***** PROVIDED DATA

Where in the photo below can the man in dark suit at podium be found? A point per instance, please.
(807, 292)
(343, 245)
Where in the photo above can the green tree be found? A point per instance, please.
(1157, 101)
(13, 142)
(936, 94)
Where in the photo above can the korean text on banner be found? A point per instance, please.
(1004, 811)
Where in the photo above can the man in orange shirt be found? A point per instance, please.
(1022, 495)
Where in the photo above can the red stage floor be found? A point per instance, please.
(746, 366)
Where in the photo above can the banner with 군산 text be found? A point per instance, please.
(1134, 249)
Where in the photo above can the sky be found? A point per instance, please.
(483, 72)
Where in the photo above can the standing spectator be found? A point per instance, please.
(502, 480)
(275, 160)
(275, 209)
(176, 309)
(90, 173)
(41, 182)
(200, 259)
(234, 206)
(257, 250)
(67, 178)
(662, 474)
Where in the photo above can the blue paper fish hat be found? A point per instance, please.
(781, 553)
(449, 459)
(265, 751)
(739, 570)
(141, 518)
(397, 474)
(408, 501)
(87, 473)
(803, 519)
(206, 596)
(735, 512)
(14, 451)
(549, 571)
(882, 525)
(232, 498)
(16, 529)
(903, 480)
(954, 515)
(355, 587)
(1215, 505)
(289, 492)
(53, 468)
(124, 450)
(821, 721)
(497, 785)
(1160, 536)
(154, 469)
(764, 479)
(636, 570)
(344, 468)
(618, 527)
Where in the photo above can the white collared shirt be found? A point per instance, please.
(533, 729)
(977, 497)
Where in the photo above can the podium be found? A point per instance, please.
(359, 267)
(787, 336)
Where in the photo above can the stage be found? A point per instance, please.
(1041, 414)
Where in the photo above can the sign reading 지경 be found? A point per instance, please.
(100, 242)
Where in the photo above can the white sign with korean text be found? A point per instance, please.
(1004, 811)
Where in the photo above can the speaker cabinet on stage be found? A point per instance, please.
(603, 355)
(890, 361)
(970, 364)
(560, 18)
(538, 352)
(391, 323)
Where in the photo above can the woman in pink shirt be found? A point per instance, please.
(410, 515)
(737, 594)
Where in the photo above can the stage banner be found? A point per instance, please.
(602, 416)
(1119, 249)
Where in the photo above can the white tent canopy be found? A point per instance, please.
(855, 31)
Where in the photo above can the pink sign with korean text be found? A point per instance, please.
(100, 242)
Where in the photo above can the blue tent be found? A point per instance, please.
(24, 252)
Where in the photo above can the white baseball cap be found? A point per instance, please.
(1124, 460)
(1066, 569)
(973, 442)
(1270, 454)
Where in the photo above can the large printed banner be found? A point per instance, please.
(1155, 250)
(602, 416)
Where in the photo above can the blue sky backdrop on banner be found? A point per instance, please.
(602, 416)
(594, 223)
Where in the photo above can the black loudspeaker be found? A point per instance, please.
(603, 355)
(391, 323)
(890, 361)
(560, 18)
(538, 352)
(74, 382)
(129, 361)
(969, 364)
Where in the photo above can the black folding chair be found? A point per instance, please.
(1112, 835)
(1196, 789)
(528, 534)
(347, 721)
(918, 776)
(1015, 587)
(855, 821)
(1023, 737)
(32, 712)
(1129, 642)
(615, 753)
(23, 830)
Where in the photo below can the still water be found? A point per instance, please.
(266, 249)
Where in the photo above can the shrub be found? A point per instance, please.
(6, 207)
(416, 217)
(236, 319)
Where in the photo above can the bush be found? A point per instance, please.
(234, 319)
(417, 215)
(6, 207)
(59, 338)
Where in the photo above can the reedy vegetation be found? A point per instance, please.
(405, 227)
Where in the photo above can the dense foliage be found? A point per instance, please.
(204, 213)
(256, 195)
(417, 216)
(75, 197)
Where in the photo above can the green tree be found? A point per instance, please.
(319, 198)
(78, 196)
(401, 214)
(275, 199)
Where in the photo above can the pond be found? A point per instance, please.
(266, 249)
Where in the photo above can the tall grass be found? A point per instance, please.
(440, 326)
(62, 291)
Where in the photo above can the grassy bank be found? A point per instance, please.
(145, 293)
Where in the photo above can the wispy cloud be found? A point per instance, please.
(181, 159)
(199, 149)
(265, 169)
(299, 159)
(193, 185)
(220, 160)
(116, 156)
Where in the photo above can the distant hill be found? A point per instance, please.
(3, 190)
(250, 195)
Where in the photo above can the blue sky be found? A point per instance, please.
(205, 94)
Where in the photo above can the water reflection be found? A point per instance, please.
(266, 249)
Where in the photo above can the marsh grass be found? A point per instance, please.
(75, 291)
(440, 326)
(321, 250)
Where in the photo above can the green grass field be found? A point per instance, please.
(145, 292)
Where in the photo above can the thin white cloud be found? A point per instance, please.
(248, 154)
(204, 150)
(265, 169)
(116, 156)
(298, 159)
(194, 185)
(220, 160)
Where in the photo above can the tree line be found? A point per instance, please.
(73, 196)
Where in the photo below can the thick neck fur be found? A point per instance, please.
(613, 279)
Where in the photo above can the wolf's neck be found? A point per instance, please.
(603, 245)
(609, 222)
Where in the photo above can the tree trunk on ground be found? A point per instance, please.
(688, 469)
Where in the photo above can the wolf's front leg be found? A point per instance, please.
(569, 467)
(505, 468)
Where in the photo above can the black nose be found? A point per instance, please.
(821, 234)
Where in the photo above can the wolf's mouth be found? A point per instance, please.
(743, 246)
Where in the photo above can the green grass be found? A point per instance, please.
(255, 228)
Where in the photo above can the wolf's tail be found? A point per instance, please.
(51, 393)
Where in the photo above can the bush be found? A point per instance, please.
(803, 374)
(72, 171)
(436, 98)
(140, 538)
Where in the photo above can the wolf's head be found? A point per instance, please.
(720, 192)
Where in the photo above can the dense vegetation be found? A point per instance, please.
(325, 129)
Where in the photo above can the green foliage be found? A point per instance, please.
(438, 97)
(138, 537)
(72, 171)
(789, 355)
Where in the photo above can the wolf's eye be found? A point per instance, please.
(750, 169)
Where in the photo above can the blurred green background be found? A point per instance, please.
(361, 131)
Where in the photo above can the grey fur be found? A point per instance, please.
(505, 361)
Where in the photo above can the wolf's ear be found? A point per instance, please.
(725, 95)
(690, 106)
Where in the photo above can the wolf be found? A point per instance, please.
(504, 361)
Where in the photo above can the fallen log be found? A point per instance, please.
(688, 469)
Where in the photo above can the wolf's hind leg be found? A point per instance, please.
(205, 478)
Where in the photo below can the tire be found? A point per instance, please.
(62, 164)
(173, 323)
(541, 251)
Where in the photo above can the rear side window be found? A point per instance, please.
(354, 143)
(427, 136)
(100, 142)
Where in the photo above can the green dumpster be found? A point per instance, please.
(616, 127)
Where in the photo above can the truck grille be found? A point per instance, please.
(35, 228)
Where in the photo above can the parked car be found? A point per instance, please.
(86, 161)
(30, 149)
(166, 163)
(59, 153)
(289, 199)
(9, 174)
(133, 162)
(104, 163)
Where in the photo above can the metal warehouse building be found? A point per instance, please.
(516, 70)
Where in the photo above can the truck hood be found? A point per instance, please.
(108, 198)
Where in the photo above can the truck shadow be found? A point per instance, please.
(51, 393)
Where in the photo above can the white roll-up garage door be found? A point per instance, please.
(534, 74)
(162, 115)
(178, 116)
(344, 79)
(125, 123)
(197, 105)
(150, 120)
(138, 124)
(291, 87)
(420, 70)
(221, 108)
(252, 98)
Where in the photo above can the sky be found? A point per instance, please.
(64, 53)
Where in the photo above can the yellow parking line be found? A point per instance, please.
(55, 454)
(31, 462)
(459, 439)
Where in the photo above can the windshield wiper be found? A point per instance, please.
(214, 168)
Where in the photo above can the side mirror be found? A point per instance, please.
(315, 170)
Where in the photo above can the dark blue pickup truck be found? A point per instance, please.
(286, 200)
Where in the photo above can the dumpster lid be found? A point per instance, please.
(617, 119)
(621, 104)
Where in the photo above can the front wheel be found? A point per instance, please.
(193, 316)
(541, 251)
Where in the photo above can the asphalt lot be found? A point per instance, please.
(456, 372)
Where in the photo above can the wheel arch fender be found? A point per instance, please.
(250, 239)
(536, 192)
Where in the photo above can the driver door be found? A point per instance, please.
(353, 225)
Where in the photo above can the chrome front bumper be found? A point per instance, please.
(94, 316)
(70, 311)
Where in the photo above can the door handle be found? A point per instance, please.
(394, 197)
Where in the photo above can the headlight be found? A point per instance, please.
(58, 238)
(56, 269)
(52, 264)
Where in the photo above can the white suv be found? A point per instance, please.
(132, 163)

**********

> _WHAT THE TASK ASKS_:
Copy the records above from the line containing "Where in the photo above can the chrome" through the last line, keeping every line, and add 64 to each number in the coordinates.

> _OUTPUT_:
Where in the photo above can the chrome front bumper be found? A point per instance, please.
(158, 380)
(134, 375)
Where in the photo above can the door handle be found? A point per instance, please.
(458, 261)
Where in the photo above can the headlight be found? A point per instance, please.
(122, 302)
(120, 333)
(116, 328)
Where in the photo above can the white suv be found? A point per instance, please.
(196, 227)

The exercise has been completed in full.